Repeat the data below word for word, starting with the line that contains "If any tree" and going on through the line that contains "[60,73,277,251]", both ends included.

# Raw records
****************

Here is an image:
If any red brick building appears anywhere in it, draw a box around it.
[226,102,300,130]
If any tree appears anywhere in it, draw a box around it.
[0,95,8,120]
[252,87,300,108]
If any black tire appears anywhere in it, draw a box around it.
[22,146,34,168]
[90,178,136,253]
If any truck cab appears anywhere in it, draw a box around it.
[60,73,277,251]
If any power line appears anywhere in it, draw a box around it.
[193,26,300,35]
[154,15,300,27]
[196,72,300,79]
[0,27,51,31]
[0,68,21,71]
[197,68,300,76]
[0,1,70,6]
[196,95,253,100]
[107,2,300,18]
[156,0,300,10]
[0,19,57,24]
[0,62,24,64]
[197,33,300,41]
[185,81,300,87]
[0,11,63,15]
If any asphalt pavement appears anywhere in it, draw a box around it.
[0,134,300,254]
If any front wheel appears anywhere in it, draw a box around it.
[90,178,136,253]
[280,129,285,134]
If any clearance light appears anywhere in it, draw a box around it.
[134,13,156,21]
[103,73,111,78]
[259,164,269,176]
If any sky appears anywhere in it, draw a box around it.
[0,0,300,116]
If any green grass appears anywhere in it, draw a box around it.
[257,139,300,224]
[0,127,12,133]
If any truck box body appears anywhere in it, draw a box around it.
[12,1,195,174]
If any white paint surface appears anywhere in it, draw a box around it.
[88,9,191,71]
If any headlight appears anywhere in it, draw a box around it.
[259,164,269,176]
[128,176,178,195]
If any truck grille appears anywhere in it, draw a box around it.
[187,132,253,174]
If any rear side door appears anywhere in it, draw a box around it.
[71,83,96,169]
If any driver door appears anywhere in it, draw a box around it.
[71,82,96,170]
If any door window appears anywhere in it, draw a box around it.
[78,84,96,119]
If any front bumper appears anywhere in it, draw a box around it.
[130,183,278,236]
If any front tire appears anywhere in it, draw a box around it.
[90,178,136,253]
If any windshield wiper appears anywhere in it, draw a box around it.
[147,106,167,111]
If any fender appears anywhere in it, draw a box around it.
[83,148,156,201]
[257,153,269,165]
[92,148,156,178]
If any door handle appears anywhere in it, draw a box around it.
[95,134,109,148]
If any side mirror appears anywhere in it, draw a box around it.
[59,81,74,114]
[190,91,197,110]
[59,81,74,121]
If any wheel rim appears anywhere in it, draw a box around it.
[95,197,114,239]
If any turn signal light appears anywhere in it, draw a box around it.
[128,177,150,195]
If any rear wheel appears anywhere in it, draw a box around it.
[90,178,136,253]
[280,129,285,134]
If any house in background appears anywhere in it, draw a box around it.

****************

# Solution
If any tree appears anywhere in it, draw a box around it.
[0,95,8,120]
[252,87,300,108]
If any black tire appears anywhere in it, draw a box around it.
[22,146,34,168]
[90,178,136,253]
If any truck cab appears anywhere in it, draw a box around it.
[60,73,277,251]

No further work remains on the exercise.